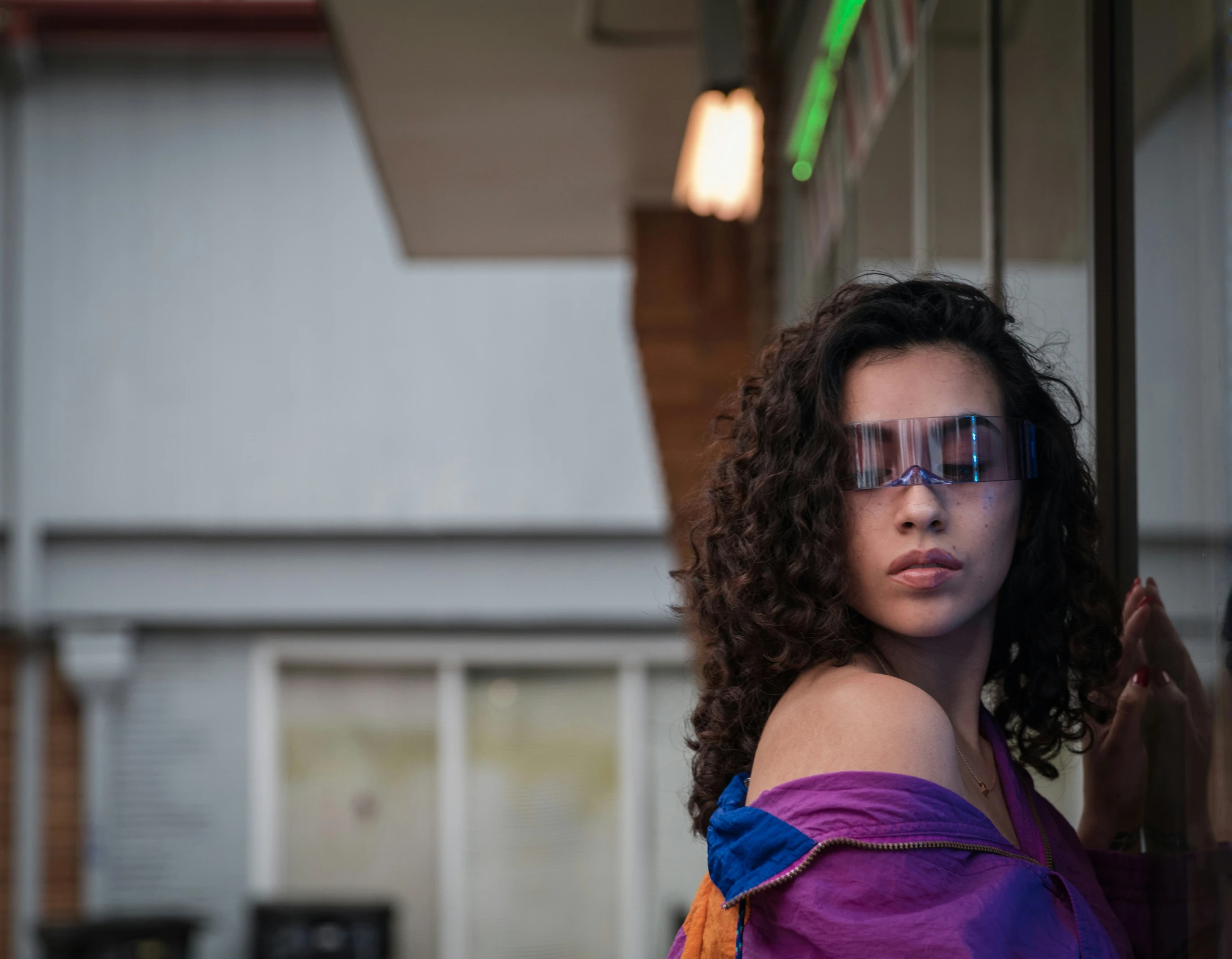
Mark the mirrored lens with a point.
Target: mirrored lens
(940, 450)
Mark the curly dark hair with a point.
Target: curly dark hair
(765, 586)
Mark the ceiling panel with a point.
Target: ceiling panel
(499, 130)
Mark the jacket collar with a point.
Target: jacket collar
(750, 846)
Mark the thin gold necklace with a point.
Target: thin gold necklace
(985, 789)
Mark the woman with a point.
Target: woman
(900, 528)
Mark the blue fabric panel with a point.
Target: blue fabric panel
(748, 846)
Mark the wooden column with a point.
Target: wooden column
(691, 314)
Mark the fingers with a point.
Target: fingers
(1163, 649)
(1126, 726)
(1132, 598)
(1132, 641)
(1178, 714)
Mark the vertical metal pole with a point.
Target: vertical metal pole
(634, 704)
(922, 99)
(993, 206)
(1110, 118)
(23, 545)
(27, 847)
(451, 738)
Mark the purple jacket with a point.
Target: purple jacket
(874, 866)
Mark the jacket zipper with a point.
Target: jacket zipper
(892, 846)
(1035, 814)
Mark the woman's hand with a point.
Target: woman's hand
(1115, 764)
(1149, 765)
(1178, 727)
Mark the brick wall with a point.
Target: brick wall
(62, 800)
(62, 794)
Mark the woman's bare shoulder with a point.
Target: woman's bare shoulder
(836, 719)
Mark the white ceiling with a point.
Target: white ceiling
(499, 130)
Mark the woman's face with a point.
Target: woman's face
(897, 583)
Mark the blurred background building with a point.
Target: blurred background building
(356, 368)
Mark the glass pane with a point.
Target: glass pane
(542, 814)
(1182, 206)
(679, 858)
(359, 790)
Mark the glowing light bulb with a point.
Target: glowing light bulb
(720, 169)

+++++

What is needed is an exact copy of the entries, without any images.

→ **Reply**:
Mark the mirrored lens with a point.
Target: mirrored lens
(940, 450)
Mark the curly dark hair with a point.
Target: curly dark hair
(765, 586)
Mark the ceiling panel with a point.
Target: ceiling panel
(499, 130)
Mark the jacket collar with a point.
Target: jacket collar
(750, 846)
Mark the thin gold necklace with a point.
Target: thin gold necklace
(985, 789)
Mark the woman with a point.
Target: woman
(900, 528)
Mark the blue fabric panel with a point.
Target: blue fabric panel
(748, 846)
Mark the wooden column with a point.
Target: wooden column
(691, 314)
Mark the fingers with a point.
Target: fingers
(1163, 649)
(1126, 726)
(1132, 598)
(1132, 641)
(1178, 714)
Mark the vertical metal pole with a point.
Target: vertical metal pole
(634, 704)
(922, 99)
(993, 206)
(1110, 118)
(23, 545)
(27, 847)
(451, 738)
Mark the purple jacket with a point.
Target: purple jacket
(874, 866)
Mark the jacket zipper with a point.
Target: jacket zipper
(892, 846)
(1035, 814)
Mark the woman's hand with a point.
Target: woman's hand
(1115, 764)
(1149, 765)
(1178, 727)
Mark the brick wall with a point.
Target: brick wall
(62, 800)
(62, 794)
Mark the woman's bare shoulder with a point.
Target: woman's bare shoulder
(836, 719)
Mark the white ceiling with a point.
Target: white ceiling
(499, 130)
Mark the woman's face with a point.
Target: woman's face
(897, 583)
Mark the blurred background building with a point.
Target: blurred background building
(356, 368)
Mark the glass pane with a point.
Target: glass pane
(542, 814)
(1182, 206)
(679, 858)
(359, 790)
Mark the glowing light bulb with a point.
Target: glowing light bulb
(720, 169)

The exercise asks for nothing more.